PROVIDED DATA
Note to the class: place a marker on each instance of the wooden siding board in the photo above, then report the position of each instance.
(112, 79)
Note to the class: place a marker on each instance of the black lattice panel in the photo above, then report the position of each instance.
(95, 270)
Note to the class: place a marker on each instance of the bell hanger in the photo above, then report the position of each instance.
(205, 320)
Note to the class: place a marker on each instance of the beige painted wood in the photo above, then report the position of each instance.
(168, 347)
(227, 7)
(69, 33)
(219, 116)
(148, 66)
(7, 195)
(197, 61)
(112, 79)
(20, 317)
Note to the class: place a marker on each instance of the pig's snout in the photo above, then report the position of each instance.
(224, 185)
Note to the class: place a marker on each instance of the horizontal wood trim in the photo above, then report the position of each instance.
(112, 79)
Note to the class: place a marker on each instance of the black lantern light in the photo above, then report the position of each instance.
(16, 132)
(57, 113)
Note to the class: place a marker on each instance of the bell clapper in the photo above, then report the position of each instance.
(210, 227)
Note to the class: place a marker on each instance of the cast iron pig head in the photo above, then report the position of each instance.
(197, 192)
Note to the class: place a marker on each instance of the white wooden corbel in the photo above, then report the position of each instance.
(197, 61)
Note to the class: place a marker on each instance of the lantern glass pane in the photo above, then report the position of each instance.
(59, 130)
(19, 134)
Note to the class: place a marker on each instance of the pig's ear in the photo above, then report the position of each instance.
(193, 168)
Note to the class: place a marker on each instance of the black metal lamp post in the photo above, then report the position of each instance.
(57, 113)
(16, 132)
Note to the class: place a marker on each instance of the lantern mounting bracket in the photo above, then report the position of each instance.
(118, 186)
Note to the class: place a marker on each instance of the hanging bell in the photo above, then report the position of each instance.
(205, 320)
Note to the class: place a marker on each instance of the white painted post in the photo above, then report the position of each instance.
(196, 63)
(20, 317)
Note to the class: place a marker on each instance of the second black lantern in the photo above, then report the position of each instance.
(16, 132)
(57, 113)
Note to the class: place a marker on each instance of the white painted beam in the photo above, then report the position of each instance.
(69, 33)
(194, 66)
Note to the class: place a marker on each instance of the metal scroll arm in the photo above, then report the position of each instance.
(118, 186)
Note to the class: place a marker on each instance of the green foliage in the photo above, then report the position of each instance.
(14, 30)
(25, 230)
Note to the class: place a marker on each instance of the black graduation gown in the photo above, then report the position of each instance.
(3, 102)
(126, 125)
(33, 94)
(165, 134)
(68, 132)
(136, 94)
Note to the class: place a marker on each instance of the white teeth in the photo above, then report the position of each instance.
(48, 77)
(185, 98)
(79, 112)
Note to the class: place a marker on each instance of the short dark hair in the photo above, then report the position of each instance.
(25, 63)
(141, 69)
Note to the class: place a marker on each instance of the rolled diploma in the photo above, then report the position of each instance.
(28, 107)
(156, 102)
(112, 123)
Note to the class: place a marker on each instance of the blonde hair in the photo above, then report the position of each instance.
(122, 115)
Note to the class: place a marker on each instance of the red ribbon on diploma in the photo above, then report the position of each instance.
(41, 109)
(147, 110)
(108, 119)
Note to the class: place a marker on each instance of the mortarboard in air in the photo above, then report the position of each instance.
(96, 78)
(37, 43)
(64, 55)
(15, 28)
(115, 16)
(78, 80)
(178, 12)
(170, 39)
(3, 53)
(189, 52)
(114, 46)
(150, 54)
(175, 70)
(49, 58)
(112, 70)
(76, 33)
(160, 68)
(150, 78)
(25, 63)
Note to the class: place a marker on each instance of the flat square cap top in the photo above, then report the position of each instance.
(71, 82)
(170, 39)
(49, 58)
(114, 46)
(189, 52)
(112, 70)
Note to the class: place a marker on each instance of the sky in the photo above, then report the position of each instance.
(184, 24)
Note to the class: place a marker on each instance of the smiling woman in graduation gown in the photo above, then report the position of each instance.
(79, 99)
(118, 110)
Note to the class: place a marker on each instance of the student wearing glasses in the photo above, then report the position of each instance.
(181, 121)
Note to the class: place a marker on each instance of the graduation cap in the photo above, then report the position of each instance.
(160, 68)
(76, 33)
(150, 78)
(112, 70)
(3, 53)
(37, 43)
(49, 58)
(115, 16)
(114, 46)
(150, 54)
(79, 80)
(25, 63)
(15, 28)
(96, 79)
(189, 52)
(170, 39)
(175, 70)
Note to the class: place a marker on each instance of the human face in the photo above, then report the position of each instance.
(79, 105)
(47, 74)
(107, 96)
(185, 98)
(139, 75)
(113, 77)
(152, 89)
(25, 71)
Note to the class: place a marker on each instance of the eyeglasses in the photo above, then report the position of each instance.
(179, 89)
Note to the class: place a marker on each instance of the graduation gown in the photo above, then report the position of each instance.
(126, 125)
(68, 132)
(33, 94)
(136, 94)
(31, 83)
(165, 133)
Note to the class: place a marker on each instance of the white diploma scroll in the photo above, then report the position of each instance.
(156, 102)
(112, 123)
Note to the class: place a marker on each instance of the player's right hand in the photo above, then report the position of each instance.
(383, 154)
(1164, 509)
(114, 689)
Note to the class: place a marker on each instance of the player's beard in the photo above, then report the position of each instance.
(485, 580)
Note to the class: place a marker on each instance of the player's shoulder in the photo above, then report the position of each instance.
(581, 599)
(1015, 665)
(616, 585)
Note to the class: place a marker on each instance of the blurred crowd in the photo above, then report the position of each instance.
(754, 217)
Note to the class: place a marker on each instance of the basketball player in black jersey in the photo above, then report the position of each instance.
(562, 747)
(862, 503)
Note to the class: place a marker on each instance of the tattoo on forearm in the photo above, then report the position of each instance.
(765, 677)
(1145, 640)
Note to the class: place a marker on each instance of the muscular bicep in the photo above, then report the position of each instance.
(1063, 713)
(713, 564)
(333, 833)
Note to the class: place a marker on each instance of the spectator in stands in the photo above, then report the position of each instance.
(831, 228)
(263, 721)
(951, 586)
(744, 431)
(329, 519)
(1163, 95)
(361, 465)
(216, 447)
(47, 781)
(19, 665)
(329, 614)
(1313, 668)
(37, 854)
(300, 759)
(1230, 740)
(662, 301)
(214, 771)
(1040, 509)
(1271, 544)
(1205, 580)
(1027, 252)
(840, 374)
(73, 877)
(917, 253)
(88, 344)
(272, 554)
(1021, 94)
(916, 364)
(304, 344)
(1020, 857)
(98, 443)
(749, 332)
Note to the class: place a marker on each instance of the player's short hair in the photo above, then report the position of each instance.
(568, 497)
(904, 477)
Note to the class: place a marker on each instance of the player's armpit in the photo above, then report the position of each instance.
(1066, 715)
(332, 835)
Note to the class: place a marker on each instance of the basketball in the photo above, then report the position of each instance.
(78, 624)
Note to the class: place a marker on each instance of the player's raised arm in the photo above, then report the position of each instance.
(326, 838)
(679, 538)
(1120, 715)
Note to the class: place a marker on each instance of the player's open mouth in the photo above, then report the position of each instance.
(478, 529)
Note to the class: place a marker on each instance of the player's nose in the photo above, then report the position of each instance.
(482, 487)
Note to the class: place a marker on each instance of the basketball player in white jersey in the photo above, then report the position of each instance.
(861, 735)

GIVEN PROBLEM
Set out exactly the run of lines that begins at the line holding "of the tattoo" and ends at the last line of the data.

OUTPUT OF THE TASK
Note to the class: place a marker on each instance of the tattoo on forearm in the photo above, then report the position of each instance.
(765, 677)
(1145, 640)
Note to the class: place a marker on each instance of the muscular bicep in the photo above, then report the position of each instance.
(1063, 713)
(713, 564)
(333, 833)
Note to the class: place a marker on each instance of the spectator in stands in the photo above, then report the position of each instance.
(831, 228)
(263, 721)
(951, 586)
(744, 431)
(329, 519)
(1163, 95)
(361, 465)
(216, 447)
(47, 781)
(19, 665)
(329, 614)
(1313, 668)
(37, 854)
(300, 759)
(1230, 740)
(662, 301)
(214, 771)
(1040, 509)
(1271, 544)
(1205, 580)
(1027, 252)
(840, 374)
(73, 877)
(917, 253)
(88, 344)
(272, 554)
(1021, 94)
(916, 364)
(304, 344)
(1020, 857)
(98, 443)
(749, 332)
Note to the class: place a marker on each instance of the player's short hair in the photo above, then report the position of each instance.
(568, 497)
(904, 477)
Note to the class: place a marker on each instance of the player's armpit in the photo above, then report the position of each instance.
(1066, 715)
(332, 835)
Note to the class: place a marker on each instance of the basketball in the photo above, then report the position of each instance.
(78, 624)
Note to the class: place a marker on each instance of the player's raised arm in the photo above, then report the position of each instance.
(326, 838)
(679, 538)
(1120, 715)
Note to the class: place a marker on each instance of the player's open mouth in the photo above, then report the position of each instance.
(478, 529)
Note to the class: place a marker on each instance of the player's nose in the photo above, then report the position of each instance.
(482, 487)
Note to the class: place a marker on each instance of the basketball player in white jersey in the photo above, then report the position of each instance.
(861, 735)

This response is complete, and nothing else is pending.